Text passage:
The article has been promoted by, among others, Rep. Jim Jordan of Ohio and former House Speaker Newt Gingrich, even though the agencies and organizations that oversee U.S. elections have called the 2020 election “the most secure in American history.” In a joint statement on Nov. 12, federal, state and local officials said: “There is no evidence that any voting system deleted or lost votes, changed votes, or was in any way compromised.”

Also, Attorney General William Barr — who had broken with longstanding guidance in the Department of Justice by instructing prosecutors to investigate allegations of voter fraud before the election results were certified — said on Dec. 1 that his department has “not seen fraud on a scale that could have effected a different outcome in the election.”

Still, the falsehoods aimed at undermining the election continue to circulate on social media. We’ve debunked more than two dozen, so far.

We’ll address below the nine claims made in the Spectator.

States Routinely Stop Counting

Claim: “Late on election night, with Trump comfortably ahead, many swing states stopped counting ballots. In most cases, observers were removed from the counting facilities. Counting generally continued without the observers.”

Task directions: Repeat everything in the election passage from "Also, Attorney General" down to "dozen, so far.", word for word. These lines come from a source separate from the election passage.

Stored data lines
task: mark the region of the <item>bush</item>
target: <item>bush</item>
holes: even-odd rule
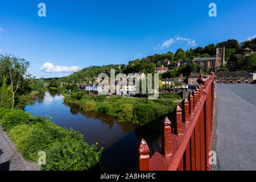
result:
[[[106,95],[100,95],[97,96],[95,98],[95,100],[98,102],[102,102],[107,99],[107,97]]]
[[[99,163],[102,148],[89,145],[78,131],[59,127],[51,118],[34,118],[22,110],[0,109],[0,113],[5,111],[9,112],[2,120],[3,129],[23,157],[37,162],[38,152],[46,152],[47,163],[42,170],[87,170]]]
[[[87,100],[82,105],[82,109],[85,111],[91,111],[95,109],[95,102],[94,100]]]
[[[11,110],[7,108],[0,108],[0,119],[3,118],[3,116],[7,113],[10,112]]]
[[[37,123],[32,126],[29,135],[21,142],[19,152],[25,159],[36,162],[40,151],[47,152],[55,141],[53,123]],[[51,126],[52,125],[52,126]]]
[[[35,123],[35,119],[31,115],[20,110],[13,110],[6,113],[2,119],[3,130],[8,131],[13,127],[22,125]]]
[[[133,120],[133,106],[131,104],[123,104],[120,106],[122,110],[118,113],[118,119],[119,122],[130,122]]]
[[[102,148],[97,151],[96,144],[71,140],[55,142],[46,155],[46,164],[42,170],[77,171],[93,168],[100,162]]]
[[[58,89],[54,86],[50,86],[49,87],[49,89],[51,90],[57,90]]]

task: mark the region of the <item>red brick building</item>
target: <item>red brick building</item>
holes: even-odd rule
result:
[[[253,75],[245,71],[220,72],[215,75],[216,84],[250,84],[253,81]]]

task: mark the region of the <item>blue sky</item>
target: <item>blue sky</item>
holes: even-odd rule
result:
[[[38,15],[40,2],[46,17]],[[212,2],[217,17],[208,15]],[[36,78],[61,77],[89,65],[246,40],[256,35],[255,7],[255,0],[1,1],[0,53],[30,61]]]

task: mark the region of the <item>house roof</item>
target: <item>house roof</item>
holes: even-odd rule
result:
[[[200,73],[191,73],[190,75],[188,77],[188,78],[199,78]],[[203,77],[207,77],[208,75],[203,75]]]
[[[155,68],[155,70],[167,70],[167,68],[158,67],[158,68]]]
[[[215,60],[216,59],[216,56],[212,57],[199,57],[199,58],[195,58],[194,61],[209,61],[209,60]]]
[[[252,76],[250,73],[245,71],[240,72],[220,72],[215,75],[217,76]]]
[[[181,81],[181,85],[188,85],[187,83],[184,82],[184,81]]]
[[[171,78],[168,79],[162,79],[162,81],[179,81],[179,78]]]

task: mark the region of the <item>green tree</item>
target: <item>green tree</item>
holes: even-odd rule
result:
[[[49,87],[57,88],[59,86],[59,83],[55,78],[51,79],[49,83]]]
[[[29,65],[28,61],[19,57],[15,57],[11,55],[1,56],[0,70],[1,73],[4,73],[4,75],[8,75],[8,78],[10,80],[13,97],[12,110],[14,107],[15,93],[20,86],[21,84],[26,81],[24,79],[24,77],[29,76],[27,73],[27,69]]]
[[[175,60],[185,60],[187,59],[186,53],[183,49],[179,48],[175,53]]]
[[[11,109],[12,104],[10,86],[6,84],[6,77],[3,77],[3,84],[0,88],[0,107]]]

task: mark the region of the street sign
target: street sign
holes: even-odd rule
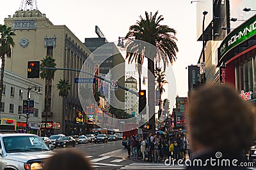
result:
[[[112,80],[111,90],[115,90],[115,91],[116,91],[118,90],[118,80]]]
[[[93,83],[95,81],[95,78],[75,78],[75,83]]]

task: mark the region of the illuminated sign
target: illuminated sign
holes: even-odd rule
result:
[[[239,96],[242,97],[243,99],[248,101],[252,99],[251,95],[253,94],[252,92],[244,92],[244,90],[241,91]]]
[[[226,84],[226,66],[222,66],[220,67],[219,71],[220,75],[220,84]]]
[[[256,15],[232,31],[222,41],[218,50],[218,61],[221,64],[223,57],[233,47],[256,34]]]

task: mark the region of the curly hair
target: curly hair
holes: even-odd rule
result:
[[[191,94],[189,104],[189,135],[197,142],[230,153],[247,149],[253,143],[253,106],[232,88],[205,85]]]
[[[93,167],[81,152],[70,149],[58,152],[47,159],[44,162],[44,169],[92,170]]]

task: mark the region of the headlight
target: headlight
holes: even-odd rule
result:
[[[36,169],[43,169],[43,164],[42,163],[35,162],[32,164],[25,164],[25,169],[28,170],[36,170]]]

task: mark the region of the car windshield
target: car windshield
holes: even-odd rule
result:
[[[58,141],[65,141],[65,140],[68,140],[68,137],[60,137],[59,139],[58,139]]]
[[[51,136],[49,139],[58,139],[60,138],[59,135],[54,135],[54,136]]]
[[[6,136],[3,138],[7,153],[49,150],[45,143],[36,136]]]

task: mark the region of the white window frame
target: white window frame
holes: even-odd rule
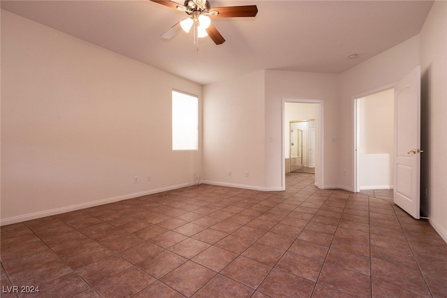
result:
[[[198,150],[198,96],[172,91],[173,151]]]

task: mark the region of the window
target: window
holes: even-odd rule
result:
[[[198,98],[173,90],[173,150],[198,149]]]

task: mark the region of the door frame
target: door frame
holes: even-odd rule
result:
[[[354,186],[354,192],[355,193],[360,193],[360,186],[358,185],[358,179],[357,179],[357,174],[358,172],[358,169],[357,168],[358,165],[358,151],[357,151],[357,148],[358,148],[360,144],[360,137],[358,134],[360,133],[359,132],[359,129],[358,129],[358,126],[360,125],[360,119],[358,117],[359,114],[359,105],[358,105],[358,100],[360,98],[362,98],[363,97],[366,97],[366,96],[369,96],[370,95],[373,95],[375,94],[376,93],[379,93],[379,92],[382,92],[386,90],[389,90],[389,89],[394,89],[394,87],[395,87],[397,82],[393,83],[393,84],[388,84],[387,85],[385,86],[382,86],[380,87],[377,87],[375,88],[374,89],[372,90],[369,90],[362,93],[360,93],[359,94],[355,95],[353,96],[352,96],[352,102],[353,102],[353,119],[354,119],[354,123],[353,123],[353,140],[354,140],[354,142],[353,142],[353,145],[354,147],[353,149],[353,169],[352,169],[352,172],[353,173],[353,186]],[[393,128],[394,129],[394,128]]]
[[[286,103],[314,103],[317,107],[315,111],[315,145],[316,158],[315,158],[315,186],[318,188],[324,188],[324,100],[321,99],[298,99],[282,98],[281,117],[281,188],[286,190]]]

* * *

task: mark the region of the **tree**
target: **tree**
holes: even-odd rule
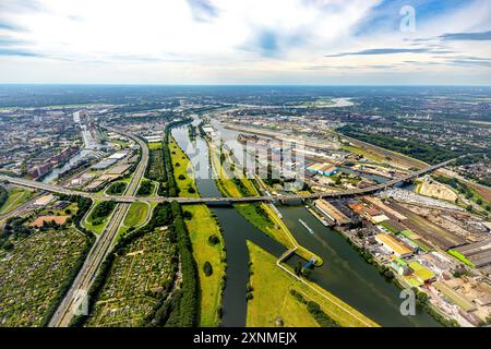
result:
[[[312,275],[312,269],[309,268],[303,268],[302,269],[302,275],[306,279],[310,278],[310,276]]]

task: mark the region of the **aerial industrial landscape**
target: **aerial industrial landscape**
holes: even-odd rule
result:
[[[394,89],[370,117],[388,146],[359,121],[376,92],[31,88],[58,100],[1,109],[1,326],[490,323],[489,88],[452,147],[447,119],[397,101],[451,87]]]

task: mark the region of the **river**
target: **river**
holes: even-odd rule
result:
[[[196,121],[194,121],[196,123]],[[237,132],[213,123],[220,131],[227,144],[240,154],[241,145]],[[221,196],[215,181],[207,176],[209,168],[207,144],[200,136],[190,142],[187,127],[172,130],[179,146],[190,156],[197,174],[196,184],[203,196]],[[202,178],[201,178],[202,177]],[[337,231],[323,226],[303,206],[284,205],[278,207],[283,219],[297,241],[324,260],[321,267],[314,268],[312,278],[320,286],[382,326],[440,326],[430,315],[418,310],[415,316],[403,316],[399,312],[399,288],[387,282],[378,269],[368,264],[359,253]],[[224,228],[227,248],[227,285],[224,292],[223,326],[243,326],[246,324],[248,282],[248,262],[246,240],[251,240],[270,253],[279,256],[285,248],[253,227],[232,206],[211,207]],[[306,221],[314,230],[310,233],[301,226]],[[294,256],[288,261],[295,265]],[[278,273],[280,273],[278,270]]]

Written answer:
Also, Attorney General William Barr — who had broken with longstanding guidance in the Department of Justice by instructing prosecutors to investigate allegations of voter fraud before the election results were certified — said on Dec. 1 that his department has “not seen fraud on a scale that could have effected a different outcome in the election.”

Still, the falsehoods aimed at undermining the election continue to circulate on social media. We’ve debunked more than two dozen, so far.